*** Textauszug ***

Frau Wörheide, Sie bieten für TK-Versicherte spezielle Pflegekurse für Angehörige von Menschen mit Demenz an. Warum reicht hier ein ’normaler Pflegekurs‘ nicht aus?
Reinhild Wörheide: Es ist ein Riesenunterschied, ob ich einen Menschen mit Demenz betreue oder einen somatisch, also körperlich Erkrankten. Das beginnt schon beim Äußeren. Wenn ich jemanden im Rollstuhl schiebe, ist meine Belastung für jeden sichtbar – und ich bekomme entsprechende Reaktionen. Demenz ist unsichtbar – oft fehlt Dritten deshalb auch die Empathie und es gibt kaum positive Rückmeldungen.
Was bedeutet die Pflege von Menschen mit Demenz konkret?
Bei somatisch Erkrankten steigt die Belastung mit fortschreitender Pflegebedürftigkeit. Bei Demenz ist es oft umgekehrt: Besonders anstrengend ist die Phase, wenn die Betroffenen verwirrt sind, sich „seltsam“ verhalten, sich verirren oder weglaufen. Dann ist Hilfe von außen schwierig – dauerhaftes Aufpassen deckt ja kein Pflegedienst ab. Wenn der oder die Betroffene bettlägerig wird, kann es sogar erstmal eine Erleichterung sein und es wird für Dritte einfacher zu helfen.
Was macht es für die Angehörigen schwer?
Die Veränderung eines vertrauten Menschen, wenn die Betroffenen nahe Angehörige nicht mehr erkennen. Wenn die eigene Tochter gefragt wird „Wer sind Sie denn?“ Diesen Schock kann ich nicht nehmen, aber ich kann darauf vorbereiten, dass diese Situation kommt.

***

Führen Sie das Interview über Pflegekurse für Angehörige von Menschen mit Demenz im Anschluss an seinen letzten Satz weiter.

*** Zu prüfende Daten ***

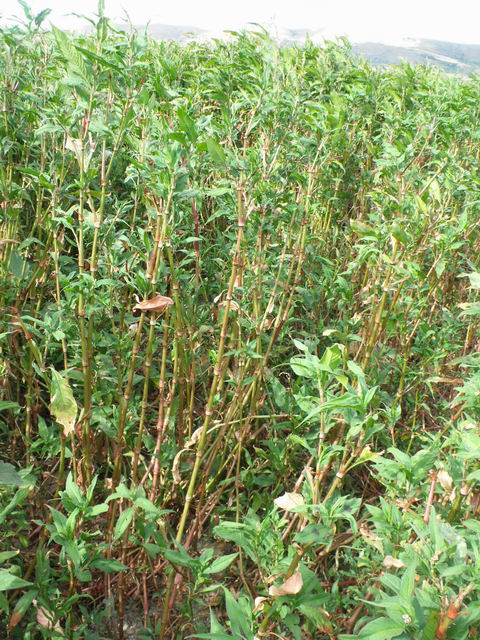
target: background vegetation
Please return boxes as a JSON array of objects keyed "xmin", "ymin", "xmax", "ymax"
[{"xmin": 0, "ymin": 2, "xmax": 480, "ymax": 640}]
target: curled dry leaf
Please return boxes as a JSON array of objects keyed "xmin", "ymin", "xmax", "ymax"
[
  {"xmin": 268, "ymin": 571, "xmax": 303, "ymax": 598},
  {"xmin": 133, "ymin": 295, "xmax": 173, "ymax": 313},
  {"xmin": 383, "ymin": 556, "xmax": 407, "ymax": 569},
  {"xmin": 34, "ymin": 601, "xmax": 63, "ymax": 635},
  {"xmin": 273, "ymin": 492, "xmax": 305, "ymax": 511}
]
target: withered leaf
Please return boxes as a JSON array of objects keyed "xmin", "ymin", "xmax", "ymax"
[
  {"xmin": 133, "ymin": 295, "xmax": 173, "ymax": 313},
  {"xmin": 268, "ymin": 571, "xmax": 303, "ymax": 598}
]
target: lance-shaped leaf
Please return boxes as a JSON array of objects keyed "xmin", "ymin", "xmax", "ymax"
[{"xmin": 50, "ymin": 367, "xmax": 77, "ymax": 436}]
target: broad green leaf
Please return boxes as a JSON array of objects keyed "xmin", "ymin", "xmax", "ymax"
[
  {"xmin": 358, "ymin": 618, "xmax": 405, "ymax": 640},
  {"xmin": 207, "ymin": 138, "xmax": 226, "ymax": 166},
  {"xmin": 0, "ymin": 569, "xmax": 32, "ymax": 591},
  {"xmin": 205, "ymin": 553, "xmax": 238, "ymax": 575}
]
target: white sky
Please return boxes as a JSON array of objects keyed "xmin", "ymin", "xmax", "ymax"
[{"xmin": 0, "ymin": 0, "xmax": 480, "ymax": 44}]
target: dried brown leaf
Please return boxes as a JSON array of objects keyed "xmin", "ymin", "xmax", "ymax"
[
  {"xmin": 273, "ymin": 492, "xmax": 305, "ymax": 511},
  {"xmin": 268, "ymin": 571, "xmax": 303, "ymax": 598},
  {"xmin": 133, "ymin": 295, "xmax": 173, "ymax": 313}
]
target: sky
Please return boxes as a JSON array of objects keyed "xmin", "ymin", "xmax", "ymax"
[{"xmin": 0, "ymin": 0, "xmax": 480, "ymax": 44}]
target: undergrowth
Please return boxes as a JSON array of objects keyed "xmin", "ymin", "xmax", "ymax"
[{"xmin": 0, "ymin": 2, "xmax": 480, "ymax": 640}]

***

Lösung der Aufgabe:
Welche Strategien vermitteln Sie in Ihren Kursen?
Es kann helfen, das Hier und Jetzt positiv zu sehen, sich über das, was noch möglich ist, zu freuen. Wenn Menschen mit Demenz gerne erzählen, geht es um die Freude an der Begegnung – nicht darum, ob die einzelnen Geschichten wahr sind. Fixe Strategien sind auch nicht unbedingt zielführend.
„Einerseits sind die Situationen unterschiedlich, andererseits treffen in den Kursen erwachsene, lebenserfahrene und kompetente Menschen aufeinander und können sich austauschen.“
Oft kommen aus der Gruppe zu konkreten Fragen sehr lebensnahe Vorschläge. Wir unterstützen, wenn die Kursteilnehmer auch im Anschluss noch als Angehörigengruppe verbunden bleiben.
In einer repräsentativen Umfrage im Auftrag der TK erklärten sich 79 Prozent der Befragten bereit, einen Menschen mit Demenz mehrere Stunden pro Woche zu betreuen. Ihrer Erfahrung nach – wissen die Menschen, was da auf sie zukommt?
Viele wissen nicht, worauf sie sich einlassen. Die Entscheidung fällt aus Sorge – sie sollte aber gut überlegt sein. Alzheimer kann einen Betroffenen bis zu zwanzig Jahre begleiten. Auch wirtschaftliche Aspekte spielen eine Rolle. Oft erklären sich – meiner Erfahrung nach – Frauen bereit zu pflegen und treten im Job zurück – vielleicht auch, weil sie zuvor „nur Zuverdienerin“ waren. Diese Situation kann zur Falle werden – sowohl sozial, wenn die schwierige Situation zu Hause isoliert, als auch wirtschaftlich, Stichwort Altersarmut.
In der Umfrage gaben zwei Drittel der Befragten an, keinerlei Kontakt zu Menschen mit Demenz zu haben. Macht Demenz einsam?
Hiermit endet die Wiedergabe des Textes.